*Things to do*:
1 > For the text on academic publishing, state whether each statement below agrees with it, answering yes or no and quoting the deciding words of the text. (a) Publicly available macro data make it easier to produce a novel and striking result than falsified privately-built data. (b) One prediction is that having close and reputable associates to vouch for you will go up in value. (c) The commenter who raises the question about blogging is an economist by training.
2 > Write out the stretch of the text on academic publishing from "My sense from" through "are in trouble.", keeping every word and mark unchanged.

## START Quoted text

Today there are still many evidently bad papers, but also many more papers where “the bodies” are buried much more deeply.  There are many more credible “contender papers” where the mistakes and limitations are far from transparent and yet the paper is totally wrong or misguided.  For instance, it is easier to “produce” a novel and striking result with falsified privately-built data than with publicly available macro data, which already have been studied to death and do not yield new secrets easily if at all.

One implied prediction is that a small number of absolute frauds will do quite well professionally.  Another prediction is that having close (and reputable) associates to vouch for you will go up in value.  (How reliable a method of certification is that in fact?)  It may be harder for some outsiders to rise to the top, given the greater difficulty of those outsiders in obtaining credible personal certification.  What would you think of a new paper from Belarus, or how about Changchun, which appeared to overturn all previous results?

What else can we expect?

I do not think we are ready for an academic world where our smell test does not work very well.


My sense from 'science' is that by thinking you are setting the bar high you are ensuring frauds. It's better to have those papers with those obvious limitations than everything looking the same. My rule of thumb is "here is what we did, here is what we got." The problem is that advisors will not green light something that isn't breathtaking. And if you have an advisor who thinks more of his reputation than the abilities he has fostered in his group you are in trouble.

With the caveat that I'm a chemist by training and not an economist, I see a great many economists from both well regarded university departments and some that are more obscure (as well as lots who are independent) blogging almost constantly. Some blogs tend to be data driven and some do not though almost all have a political point of view (and I use this term broadly). Has this had any impact on the 'academic' publishing side of things?

The second broad point I have is one that was alluded to on a previous MR post a couple of weeks ago regarding where academic economists do their graduate training. I don't know if the field routinely does citation analyses and looking at the correlation between the author's training university. I seem to recall that only a few universities were responsible for training those economists who are 'highly' rated (whatever that means). Perhaps this is an area worthy of more consideration, e.g., are the Harvard/MIT/Chicago trained economists more highly regarded than those trained elsewhere? Maybe things are more self-selecting in economics than in other fields.

## END Quoted text
## START Entries

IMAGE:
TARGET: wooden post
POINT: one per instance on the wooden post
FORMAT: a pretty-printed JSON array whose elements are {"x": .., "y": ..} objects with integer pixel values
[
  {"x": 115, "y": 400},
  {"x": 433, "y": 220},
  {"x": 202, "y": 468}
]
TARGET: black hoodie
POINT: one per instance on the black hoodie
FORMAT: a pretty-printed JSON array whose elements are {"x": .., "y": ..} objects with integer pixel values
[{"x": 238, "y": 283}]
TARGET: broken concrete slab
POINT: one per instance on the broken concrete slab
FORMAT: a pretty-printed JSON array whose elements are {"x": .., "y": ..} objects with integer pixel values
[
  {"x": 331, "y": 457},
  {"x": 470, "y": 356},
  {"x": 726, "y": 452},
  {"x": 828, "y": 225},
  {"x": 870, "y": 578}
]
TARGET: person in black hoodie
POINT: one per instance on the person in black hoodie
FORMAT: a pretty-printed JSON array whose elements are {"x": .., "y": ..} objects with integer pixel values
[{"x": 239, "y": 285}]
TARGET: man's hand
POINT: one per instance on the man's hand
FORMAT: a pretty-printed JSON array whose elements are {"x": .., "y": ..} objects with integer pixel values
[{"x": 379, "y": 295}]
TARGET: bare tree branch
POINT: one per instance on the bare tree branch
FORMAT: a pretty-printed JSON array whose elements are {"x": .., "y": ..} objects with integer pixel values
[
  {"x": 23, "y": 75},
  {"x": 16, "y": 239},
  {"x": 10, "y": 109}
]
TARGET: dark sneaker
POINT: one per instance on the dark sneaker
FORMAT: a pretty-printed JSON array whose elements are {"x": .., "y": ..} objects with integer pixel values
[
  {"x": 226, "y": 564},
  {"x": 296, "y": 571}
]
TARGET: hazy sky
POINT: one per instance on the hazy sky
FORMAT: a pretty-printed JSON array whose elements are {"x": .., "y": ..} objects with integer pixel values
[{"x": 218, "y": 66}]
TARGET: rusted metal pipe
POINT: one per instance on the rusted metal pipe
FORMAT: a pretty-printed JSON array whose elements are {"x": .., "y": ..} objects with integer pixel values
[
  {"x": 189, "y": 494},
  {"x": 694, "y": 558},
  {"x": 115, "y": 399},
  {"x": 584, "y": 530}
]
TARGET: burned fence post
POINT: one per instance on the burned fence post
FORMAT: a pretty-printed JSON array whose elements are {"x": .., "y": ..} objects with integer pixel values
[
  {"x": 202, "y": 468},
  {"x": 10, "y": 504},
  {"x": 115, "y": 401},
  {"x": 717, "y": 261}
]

## END Entries

*Task results*:
1 >
(a) No: "it is easier to “produce” a novel and striking result with falsified privately-built data than with publicly available macro data"
(b) Yes: "Another prediction is that having close (and reputable) associates to vouch for you will go up in value."
(c) No: "I'm a chemist by training and not an economist"

2 >
My sense from 'science' is that by thinking you are setting the bar high you are ensuring frauds. It's better to have those papers with those obvious limitations than everything looking the same. My rule of thumb is "here is what we did, here is what we got." The problem is that advisors will not green light something that isn't breathtaking. And if you have an advisor who thinks more of his reputation than the abilities he has fostered in his group you are in trouble.